● LESETEXT:
Stadtverwaltung
Mehr Bürgermeister trotz knapper Kassen

Viele Widersprüche in Esslingens Rathaus: Einerseits wird über Finanznot geklagt, andererseits soll neben dem OB und drei Bürgermeistern noch eine fünfte Spitzenstelle dazukommen.

Die derzeitige Bürgermeisterriege in Esslingen: Georg Sigel (links), Matthias Klopfer (Mitte), Ingo Rust (2. von rechts) und Yalcin Bayraktar (rechts). Kein Bürgermeister ist der Leiter der Geschäftsstelle Gemeinderat, Yannic Neldert (2. von links). Foto: Ines Rudel

Obwohl die finanzielle Lage in Esslingen nach Angaben der Stadtverwaltung angespannt ist, will sich das Rathaus einen fünften Bürgermeister leisten. Diese Pläne wurden in den vergangenen Tagen wohl hinter verschlossenen Türen im kleinen Kreis besprochen, drangen aber in dieser Woche an die Öffentlichkeit. Eine Bestätigung durch das Rathaus gab es inzwischen auch.

● ARBEITSANWEISUNGEN:
A. Wie viele Bürgermeister gibt es laut dem Artikel über die Esslinger Rathausspitze derzeit neben dem OB?
B. Schreibe den Abschnitt des Artikels von „Die derzeitige Bürgermeisterriege“ bis einschließlich „es inzwischen auch.“ neu und setze dabei überall „Stadthaus“ an die Stelle von „Rathaus“.

● AUFGEFÜHRTE EINTRÄGE:
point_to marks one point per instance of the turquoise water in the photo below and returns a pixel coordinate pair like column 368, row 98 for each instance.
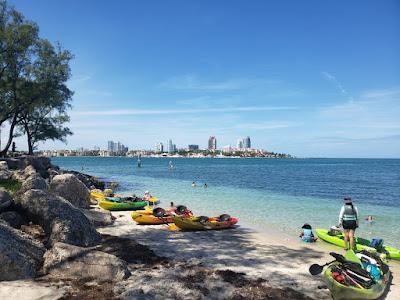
column 264, row 193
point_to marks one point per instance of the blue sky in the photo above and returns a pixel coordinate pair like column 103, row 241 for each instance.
column 310, row 78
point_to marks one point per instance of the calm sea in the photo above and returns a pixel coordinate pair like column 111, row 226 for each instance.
column 274, row 193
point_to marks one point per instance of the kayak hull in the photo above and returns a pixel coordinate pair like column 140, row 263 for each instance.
column 115, row 205
column 343, row 292
column 192, row 223
column 361, row 243
column 147, row 218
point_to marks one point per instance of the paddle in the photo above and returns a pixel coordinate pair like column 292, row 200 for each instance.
column 316, row 269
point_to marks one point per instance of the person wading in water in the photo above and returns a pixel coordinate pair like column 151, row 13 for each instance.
column 348, row 218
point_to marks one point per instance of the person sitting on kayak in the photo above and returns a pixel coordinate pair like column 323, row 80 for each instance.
column 348, row 218
column 147, row 196
column 306, row 234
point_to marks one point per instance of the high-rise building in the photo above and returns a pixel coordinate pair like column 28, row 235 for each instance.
column 159, row 148
column 111, row 146
column 239, row 144
column 246, row 142
column 171, row 148
column 193, row 147
column 212, row 143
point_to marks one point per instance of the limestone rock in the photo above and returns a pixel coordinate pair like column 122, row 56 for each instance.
column 70, row 188
column 34, row 182
column 66, row 261
column 61, row 221
column 3, row 166
column 5, row 174
column 5, row 199
column 98, row 217
column 20, row 255
column 12, row 218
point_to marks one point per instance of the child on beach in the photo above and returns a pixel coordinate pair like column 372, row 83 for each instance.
column 306, row 234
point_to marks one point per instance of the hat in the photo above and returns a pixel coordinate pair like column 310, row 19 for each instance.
column 347, row 200
column 306, row 226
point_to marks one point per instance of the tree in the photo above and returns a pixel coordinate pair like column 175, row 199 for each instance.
column 33, row 76
column 46, row 115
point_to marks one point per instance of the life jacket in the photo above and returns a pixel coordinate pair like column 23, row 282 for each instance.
column 349, row 213
column 308, row 235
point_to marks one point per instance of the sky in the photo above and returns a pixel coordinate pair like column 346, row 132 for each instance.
column 309, row 78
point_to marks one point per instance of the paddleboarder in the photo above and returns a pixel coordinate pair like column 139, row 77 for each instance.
column 348, row 219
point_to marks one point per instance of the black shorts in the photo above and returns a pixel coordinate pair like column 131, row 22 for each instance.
column 349, row 225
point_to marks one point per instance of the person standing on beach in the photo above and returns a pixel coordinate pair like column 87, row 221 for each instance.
column 348, row 218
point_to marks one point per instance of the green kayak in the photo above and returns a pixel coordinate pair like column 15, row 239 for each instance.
column 118, row 205
column 361, row 243
column 340, row 291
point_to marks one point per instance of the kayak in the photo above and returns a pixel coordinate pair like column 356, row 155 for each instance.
column 119, row 205
column 360, row 243
column 341, row 291
column 195, row 223
column 147, row 218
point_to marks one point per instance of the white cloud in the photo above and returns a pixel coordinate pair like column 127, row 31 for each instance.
column 191, row 82
column 131, row 112
column 337, row 84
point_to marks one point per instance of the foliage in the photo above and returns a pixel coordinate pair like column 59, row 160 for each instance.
column 34, row 97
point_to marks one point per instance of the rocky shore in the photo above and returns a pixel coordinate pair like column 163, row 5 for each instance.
column 51, row 248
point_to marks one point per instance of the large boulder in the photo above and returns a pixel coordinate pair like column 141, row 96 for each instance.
column 12, row 218
column 61, row 221
column 70, row 188
column 34, row 182
column 69, row 262
column 98, row 217
column 20, row 255
column 5, row 199
column 3, row 166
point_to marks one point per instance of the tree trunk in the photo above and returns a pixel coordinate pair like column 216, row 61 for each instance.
column 29, row 139
column 3, row 153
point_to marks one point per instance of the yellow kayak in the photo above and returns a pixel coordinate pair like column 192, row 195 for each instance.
column 204, row 223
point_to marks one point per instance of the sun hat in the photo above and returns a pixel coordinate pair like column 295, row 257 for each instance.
column 347, row 200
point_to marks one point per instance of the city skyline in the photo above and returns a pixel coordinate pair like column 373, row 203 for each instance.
column 312, row 79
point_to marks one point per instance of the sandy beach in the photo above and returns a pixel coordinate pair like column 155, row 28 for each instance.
column 277, row 260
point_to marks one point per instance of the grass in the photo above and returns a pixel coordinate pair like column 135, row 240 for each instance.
column 11, row 185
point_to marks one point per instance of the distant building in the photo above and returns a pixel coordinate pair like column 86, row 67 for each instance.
column 239, row 144
column 159, row 148
column 171, row 148
column 246, row 142
column 193, row 147
column 212, row 143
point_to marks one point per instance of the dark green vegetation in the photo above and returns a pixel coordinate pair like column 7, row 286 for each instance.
column 34, row 96
column 11, row 185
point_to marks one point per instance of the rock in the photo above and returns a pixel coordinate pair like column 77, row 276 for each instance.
column 3, row 166
column 29, row 171
column 61, row 221
column 69, row 262
column 35, row 231
column 12, row 218
column 34, row 182
column 40, row 163
column 5, row 174
column 70, row 188
column 20, row 256
column 5, row 199
column 98, row 217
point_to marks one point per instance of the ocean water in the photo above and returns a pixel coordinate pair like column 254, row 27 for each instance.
column 278, row 194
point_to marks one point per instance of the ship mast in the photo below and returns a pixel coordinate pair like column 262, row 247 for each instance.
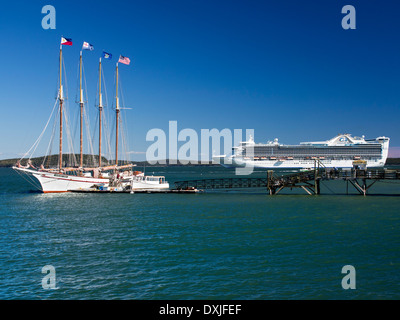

● ERGEBNISSE JE AUFGABE:
A. Drei.

B.
Die derzeitige Bürgermeisterriege in Esslingen: Georg Sigel (links), Matthias Klopfer (Mitte), Ingo Rust (2. von rechts) und Yalcin Bayraktar (rechts). Kein Bürgermeister ist der Leiter der Geschäftsstelle Gemeinderat, Yannic Neldert (2. von links). Foto: Ines Rudel

Obwohl die finanzielle Lage in Esslingen nach Angaben der Stadtverwaltung angespannt ist, will sich das Stadthaus einen fünften Bürgermeister leisten. Diese Pläne wurden in den vergangenen Tagen wohl hinter verschlossenen Türen im kleinen Kreis besprochen, drangen aber in dieser Woche an die Öffentlichkeit. Eine Bestätigung durch das Stadthaus gab es inzwischen auch.